Rewrite the rows below as a numbered list, dropping any blank lines, and keep the pictures out of your answer.

Excerpts of location labeling data
• • •
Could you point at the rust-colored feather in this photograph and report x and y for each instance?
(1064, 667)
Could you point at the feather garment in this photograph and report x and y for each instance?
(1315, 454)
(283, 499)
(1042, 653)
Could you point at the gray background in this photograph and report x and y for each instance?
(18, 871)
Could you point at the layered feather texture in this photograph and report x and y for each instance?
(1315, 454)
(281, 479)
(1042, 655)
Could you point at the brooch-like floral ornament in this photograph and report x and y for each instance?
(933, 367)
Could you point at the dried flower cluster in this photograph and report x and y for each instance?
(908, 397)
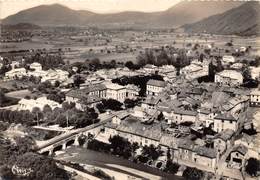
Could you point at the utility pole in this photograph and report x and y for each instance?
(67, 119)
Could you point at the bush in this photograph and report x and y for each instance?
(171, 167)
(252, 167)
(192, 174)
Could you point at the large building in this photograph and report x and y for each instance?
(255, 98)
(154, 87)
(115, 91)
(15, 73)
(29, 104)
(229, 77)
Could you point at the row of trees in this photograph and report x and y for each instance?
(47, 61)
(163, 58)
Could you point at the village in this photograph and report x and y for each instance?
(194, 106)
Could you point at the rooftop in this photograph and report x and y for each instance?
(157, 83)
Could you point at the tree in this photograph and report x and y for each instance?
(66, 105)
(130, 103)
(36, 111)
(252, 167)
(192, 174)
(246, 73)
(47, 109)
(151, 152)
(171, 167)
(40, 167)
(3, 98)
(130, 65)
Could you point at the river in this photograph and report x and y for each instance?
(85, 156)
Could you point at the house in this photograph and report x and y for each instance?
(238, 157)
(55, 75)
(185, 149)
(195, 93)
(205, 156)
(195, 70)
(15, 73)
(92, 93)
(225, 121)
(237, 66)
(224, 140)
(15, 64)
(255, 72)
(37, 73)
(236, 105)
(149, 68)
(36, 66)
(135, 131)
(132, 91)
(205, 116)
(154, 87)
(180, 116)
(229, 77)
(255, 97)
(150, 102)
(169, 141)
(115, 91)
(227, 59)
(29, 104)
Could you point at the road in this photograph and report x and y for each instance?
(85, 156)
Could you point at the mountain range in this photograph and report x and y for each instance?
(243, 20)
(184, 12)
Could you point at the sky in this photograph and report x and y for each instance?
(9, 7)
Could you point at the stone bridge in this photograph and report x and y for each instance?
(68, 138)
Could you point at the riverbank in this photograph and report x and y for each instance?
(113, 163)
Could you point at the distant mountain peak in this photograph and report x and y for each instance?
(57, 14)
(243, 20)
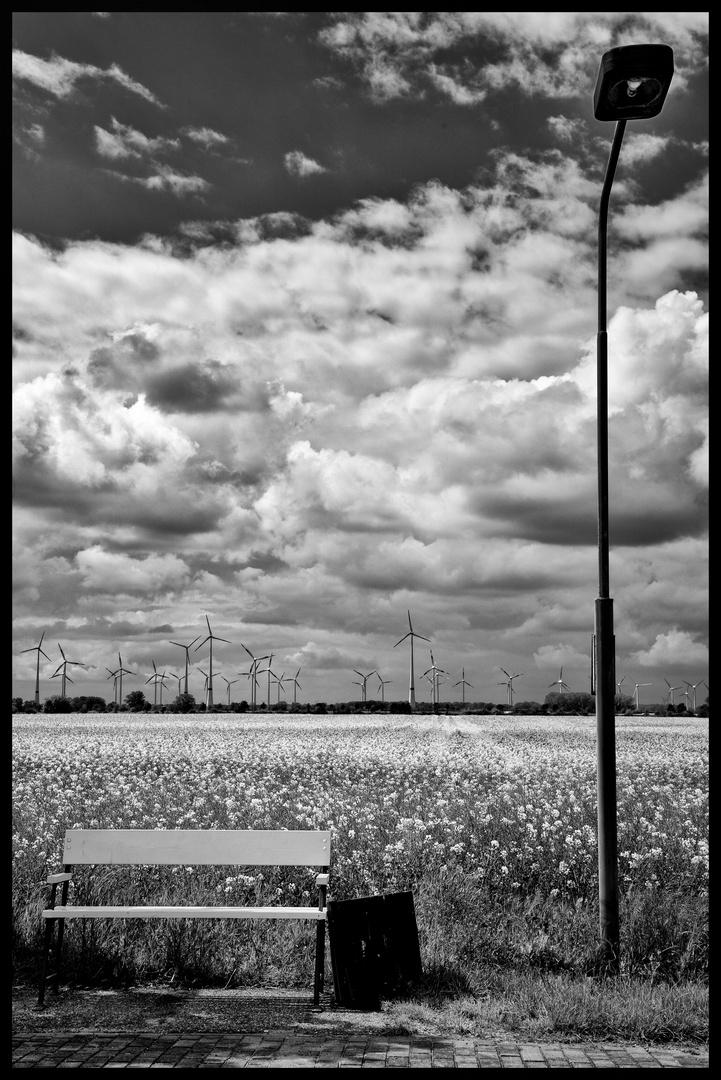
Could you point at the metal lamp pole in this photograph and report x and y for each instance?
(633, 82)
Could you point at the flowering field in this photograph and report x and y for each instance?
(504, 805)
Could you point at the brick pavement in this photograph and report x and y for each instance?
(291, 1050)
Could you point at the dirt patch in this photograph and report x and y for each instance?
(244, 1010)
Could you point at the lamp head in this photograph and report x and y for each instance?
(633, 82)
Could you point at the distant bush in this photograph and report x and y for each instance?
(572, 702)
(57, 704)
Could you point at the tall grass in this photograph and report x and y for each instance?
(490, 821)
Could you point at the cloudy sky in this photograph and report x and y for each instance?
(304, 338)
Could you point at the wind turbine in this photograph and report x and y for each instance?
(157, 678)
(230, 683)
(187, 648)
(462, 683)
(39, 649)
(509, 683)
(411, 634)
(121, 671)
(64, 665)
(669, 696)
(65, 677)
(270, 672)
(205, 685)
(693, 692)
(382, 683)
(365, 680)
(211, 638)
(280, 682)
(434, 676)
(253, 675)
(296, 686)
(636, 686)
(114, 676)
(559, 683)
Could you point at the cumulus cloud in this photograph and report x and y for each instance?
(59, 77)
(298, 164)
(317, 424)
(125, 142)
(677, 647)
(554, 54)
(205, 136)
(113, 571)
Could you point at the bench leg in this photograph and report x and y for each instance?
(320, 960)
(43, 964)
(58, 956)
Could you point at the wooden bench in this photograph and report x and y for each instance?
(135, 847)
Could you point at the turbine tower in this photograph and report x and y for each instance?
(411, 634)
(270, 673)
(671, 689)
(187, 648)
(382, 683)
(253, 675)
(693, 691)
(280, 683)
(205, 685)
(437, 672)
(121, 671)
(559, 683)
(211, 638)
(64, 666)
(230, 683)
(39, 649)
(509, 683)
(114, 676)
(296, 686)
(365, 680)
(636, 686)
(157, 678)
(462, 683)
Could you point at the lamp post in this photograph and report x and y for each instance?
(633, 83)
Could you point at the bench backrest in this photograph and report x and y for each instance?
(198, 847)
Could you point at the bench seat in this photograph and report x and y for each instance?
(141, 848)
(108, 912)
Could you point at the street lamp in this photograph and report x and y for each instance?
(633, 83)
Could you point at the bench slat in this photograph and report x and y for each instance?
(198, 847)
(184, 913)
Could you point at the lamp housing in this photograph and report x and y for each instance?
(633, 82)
• • •
Answer to this task.
1. Could you point at the rust-colored feather in this photograph and report x and y for each instance?
2. (1064, 667)
3. Could you point at the feather garment in this photograph and report x and y for each instance?
4. (1315, 454)
5. (283, 499)
6. (1042, 653)
7. Could you point at the gray background in this photograph and report x and y for each instance?
8. (18, 871)
9. Could you point at the layered feather texture in this photograph and report x and y for each instance?
10. (1315, 454)
11. (281, 479)
12. (1042, 655)
13. Could you point at the brooch-like floral ornament in this photograph and report x and y for each instance?
14. (933, 367)
15. Could you point at the dried flower cluster in this photograph and report x and y for each instance?
16. (908, 397)
17. Could you point at the utility pole in this photograph and report x and y for each instance?
18. (67, 119)
19. Could you point at the bush in this photograph and report x and y for each instance?
20. (171, 167)
21. (252, 167)
22. (192, 174)
23. Could you point at the large building in this photograph and report x and y for each instance?
24. (255, 98)
25. (154, 87)
26. (115, 91)
27. (15, 73)
28. (29, 104)
29. (229, 77)
30. Could you point at the row of trees in this photograph and report x and y for each instance?
31. (47, 61)
32. (163, 58)
33. Could you point at the village in this photograph and report x and y for each instance?
34. (194, 106)
35. Could you point at the rooftop in this photograph and report x and y for each instance?
36. (157, 83)
37. Could you point at the tree in this photograph and report x and y for each instance?
38. (66, 105)
39. (130, 103)
40. (36, 111)
41. (252, 167)
42. (192, 174)
43. (246, 73)
44. (47, 109)
45. (151, 152)
46. (171, 167)
47. (40, 167)
48. (3, 98)
49. (130, 65)
50. Could you point at the river in this photograph and report x and y for each instance?
51. (85, 156)
52. Could you point at the house in this photograph and report x and y for each instance?
53. (238, 157)
54. (55, 75)
55. (185, 149)
56. (195, 93)
57. (205, 156)
58. (195, 70)
59. (15, 73)
60. (92, 93)
61. (225, 121)
62. (237, 66)
63. (224, 140)
64. (15, 64)
65. (255, 72)
66. (37, 73)
67. (236, 105)
68. (149, 68)
69. (36, 66)
70. (135, 131)
71. (132, 91)
72. (205, 116)
73. (154, 87)
74. (180, 116)
75. (229, 77)
76. (255, 97)
77. (150, 102)
78. (169, 141)
79. (115, 91)
80. (227, 59)
81. (29, 104)
82. Could you point at the road in this photograph and report x and y for each instance?
83. (85, 156)
84. Could you point at the mountain range in this photograph and report x and y for each instance?
85. (243, 20)
86. (184, 12)
87. Could you point at the sky in this photograph and report x and y for each instance?
88. (9, 7)
89. Could you point at the stone bridge in this photograph and report x and y for each instance?
90. (68, 138)
91. Could you point at the riverbank in this photograph and report x and y for each instance?
92. (113, 163)
93. Could you point at the distant mountain peak in this photograph and report x and y for each instance?
94. (57, 14)
95. (243, 20)
96. Could you point at the metal lamp pole in this photograph and report x and y for each instance?
97. (633, 82)
98. Could you point at the flowering field in this photograph and report x and y for each instance?
99. (504, 805)
100. Could you point at the brick pavement in this photograph and report x and y for each instance?
101. (291, 1050)
102. Could you point at the dirt patch in this photograph and report x and y for each instance?
103. (244, 1010)
104. Could you point at the lamp head in this photograph and report x and y for each instance?
105. (633, 82)
106. Could you point at the distant bush in this photograph and report x and y for each instance?
107. (572, 702)
108. (57, 704)
109. Could you point at the tall grass in this photograph and report x and y for each instance?
110. (490, 821)
111. Could you point at the cloudy sky in this photograph and report x and y for each instance?
112. (304, 338)
113. Could you point at the wind turbine in this photograph and report x and y for each instance?
114. (157, 678)
115. (230, 683)
116. (187, 648)
117. (462, 683)
118. (39, 649)
119. (509, 683)
120. (411, 634)
121. (121, 671)
122. (64, 665)
123. (669, 696)
124. (65, 677)
125. (270, 672)
126. (205, 685)
127. (693, 692)
128. (382, 683)
129. (365, 680)
130. (211, 638)
131. (280, 682)
132. (434, 676)
133. (253, 675)
134. (296, 686)
135. (636, 686)
136. (114, 676)
137. (559, 683)
138. Could you point at the cumulus cloud in this photograph and report x and y for each instance?
139. (59, 77)
140. (298, 164)
141. (317, 424)
142. (125, 142)
143. (677, 647)
144. (554, 54)
145. (205, 136)
146. (113, 571)
147. Could you point at the bench leg in this photograph and report x and y for each instance?
148. (320, 960)
149. (43, 964)
150. (58, 956)
151. Could you point at the wooden bench in this photograph and report x and y for each instance?
152. (135, 847)
153. Could you point at the turbine tower in this photograph and report x and y for each instance?
154. (411, 634)
155. (270, 673)
156. (671, 689)
157. (187, 648)
158. (382, 683)
159. (253, 675)
160. (693, 691)
161. (280, 683)
162. (205, 685)
163. (437, 672)
164. (121, 671)
165. (559, 683)
166. (211, 638)
167. (64, 666)
168. (230, 683)
169. (39, 649)
170. (509, 683)
171. (114, 676)
172. (296, 686)
173. (365, 680)
174. (636, 686)
175. (157, 678)
176. (462, 683)
177. Could you point at the lamp post in this photograph and report x and y for each instance?
178. (633, 83)
179. Could you point at the bench backrest in this photograph and report x and y for each instance?
180. (198, 847)
181. Could you point at the bench seat in this photograph and report x and y for each instance?
182. (141, 848)
183. (108, 912)
184. Could you point at the street lamp in this photograph and report x and y for each instance?
185. (633, 83)
186. Could you point at the bench slat in this photograph and report x and y for each instance?
187. (198, 847)
188. (184, 913)
189. Could you point at the lamp housing in this photograph and report x and y for each instance?
190. (633, 82)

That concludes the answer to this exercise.